[Coordinate labeling data]
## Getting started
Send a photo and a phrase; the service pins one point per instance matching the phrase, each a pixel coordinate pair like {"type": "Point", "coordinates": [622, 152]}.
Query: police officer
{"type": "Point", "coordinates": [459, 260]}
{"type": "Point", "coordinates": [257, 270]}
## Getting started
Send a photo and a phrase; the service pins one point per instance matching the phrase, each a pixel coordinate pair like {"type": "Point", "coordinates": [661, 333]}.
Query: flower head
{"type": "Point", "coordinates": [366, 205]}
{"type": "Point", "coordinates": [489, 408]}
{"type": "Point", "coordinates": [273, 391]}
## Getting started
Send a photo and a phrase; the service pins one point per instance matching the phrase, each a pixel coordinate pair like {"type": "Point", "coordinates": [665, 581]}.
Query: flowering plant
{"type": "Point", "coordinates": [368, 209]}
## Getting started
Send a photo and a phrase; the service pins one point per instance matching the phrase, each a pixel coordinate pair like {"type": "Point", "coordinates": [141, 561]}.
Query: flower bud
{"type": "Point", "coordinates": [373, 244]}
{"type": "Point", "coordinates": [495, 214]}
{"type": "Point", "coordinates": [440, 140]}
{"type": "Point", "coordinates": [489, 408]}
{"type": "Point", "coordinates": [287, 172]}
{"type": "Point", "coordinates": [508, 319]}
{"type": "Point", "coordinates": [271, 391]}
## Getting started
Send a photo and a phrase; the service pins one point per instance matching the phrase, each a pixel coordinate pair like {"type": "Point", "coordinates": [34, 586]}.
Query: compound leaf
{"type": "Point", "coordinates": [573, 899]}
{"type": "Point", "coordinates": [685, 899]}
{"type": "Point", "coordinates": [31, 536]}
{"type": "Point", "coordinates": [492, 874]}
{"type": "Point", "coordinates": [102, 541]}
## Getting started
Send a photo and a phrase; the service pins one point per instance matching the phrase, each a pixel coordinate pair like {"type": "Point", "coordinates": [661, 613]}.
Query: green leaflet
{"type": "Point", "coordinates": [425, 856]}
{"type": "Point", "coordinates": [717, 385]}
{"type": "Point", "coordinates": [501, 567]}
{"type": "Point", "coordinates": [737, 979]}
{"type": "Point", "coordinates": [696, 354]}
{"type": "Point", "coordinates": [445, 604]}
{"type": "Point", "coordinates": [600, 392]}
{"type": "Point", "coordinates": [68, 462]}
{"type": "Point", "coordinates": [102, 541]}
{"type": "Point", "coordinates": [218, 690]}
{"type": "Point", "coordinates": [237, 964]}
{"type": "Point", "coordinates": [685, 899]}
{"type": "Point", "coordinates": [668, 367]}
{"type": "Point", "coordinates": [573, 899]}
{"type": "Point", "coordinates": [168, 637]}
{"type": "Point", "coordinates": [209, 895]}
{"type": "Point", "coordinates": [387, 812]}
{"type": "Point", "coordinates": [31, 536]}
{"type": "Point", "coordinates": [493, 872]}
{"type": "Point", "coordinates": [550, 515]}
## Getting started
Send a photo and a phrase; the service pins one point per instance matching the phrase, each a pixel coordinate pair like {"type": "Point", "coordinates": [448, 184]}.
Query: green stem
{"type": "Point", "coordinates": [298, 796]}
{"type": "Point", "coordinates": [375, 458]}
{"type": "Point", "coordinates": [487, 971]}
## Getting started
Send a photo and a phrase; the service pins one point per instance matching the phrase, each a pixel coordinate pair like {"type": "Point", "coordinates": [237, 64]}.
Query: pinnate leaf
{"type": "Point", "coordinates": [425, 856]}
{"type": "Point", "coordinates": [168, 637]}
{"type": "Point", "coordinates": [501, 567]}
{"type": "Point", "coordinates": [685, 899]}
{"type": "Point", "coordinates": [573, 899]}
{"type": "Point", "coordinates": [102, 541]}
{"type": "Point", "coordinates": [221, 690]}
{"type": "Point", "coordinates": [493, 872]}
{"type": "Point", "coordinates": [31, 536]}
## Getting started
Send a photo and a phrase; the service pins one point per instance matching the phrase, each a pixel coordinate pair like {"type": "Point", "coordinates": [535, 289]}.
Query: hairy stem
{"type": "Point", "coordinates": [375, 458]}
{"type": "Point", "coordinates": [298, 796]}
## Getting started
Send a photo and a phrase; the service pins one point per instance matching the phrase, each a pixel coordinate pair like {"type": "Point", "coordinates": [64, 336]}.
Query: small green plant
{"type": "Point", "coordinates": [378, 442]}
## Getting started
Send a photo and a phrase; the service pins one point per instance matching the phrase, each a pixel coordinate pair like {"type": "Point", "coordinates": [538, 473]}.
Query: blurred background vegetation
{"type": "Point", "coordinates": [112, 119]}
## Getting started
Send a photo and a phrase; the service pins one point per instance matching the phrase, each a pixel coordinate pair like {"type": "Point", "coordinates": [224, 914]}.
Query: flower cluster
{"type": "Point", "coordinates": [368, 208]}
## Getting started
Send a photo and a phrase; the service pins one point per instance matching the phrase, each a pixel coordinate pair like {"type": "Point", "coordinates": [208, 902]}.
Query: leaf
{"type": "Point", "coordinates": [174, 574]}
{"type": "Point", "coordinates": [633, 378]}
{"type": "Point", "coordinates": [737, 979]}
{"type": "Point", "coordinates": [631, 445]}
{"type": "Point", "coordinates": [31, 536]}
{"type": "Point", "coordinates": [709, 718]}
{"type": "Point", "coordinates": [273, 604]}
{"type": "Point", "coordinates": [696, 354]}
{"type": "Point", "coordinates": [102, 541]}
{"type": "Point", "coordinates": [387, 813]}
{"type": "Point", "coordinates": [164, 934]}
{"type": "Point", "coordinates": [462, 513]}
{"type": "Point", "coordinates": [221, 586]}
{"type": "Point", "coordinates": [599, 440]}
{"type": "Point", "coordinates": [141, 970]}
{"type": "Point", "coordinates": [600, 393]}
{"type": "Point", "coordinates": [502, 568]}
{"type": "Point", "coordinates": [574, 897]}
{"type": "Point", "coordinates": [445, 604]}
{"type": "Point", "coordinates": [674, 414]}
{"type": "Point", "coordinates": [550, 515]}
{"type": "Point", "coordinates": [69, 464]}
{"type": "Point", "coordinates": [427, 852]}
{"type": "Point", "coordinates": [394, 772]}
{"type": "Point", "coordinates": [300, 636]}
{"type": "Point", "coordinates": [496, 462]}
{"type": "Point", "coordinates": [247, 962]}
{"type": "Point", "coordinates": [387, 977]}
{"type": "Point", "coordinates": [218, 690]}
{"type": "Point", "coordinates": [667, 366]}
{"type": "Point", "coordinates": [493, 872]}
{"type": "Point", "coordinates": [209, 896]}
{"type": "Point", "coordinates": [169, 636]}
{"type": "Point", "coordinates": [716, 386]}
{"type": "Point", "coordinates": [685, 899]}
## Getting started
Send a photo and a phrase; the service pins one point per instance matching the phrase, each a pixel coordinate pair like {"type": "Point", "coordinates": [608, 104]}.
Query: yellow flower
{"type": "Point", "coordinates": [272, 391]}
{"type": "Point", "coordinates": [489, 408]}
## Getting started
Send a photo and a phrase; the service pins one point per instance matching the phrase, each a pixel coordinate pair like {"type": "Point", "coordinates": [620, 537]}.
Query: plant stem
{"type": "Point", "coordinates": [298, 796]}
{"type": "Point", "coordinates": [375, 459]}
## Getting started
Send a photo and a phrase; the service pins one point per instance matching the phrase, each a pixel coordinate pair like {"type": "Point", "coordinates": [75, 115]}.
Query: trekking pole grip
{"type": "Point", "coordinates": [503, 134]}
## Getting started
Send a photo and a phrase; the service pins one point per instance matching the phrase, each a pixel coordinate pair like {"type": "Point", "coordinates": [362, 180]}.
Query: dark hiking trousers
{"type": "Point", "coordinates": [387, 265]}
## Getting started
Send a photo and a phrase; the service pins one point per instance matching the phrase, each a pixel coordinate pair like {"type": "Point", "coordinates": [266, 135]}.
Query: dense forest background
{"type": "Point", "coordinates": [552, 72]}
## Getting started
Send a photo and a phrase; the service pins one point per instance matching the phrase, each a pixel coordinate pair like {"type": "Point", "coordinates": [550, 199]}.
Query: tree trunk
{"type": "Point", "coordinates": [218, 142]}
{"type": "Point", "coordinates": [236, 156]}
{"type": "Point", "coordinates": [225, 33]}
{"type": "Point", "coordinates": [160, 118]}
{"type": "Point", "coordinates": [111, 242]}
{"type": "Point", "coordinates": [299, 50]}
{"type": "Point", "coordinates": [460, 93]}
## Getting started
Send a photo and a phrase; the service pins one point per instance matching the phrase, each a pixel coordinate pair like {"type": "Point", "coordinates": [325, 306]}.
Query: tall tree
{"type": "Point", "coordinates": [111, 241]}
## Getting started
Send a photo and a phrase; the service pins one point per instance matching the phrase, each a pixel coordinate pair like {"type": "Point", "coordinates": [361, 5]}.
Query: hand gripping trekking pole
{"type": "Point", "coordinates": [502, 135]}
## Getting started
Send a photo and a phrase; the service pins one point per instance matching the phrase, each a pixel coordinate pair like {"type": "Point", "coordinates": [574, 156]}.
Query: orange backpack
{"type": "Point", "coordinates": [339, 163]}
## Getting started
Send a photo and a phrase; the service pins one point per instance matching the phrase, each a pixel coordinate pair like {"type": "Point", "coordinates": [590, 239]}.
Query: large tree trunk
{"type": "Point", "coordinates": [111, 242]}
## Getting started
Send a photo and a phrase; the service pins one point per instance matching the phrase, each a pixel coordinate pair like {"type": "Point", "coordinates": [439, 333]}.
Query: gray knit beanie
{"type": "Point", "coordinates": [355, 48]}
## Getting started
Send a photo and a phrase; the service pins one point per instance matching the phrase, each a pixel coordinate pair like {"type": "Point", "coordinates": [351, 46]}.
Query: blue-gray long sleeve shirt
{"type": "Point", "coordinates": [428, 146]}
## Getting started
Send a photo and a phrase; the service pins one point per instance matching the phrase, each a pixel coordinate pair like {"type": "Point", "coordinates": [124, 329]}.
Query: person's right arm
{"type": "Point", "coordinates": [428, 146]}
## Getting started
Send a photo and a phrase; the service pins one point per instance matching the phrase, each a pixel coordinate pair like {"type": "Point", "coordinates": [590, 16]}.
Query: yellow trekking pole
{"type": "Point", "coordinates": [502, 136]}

TASK PROMPT: Select every line in the entries above that contains the word "tree", and copy each one out.

TASK RESPONSE:
Query: tree trunk
Query: tall tree
Query: large tree trunk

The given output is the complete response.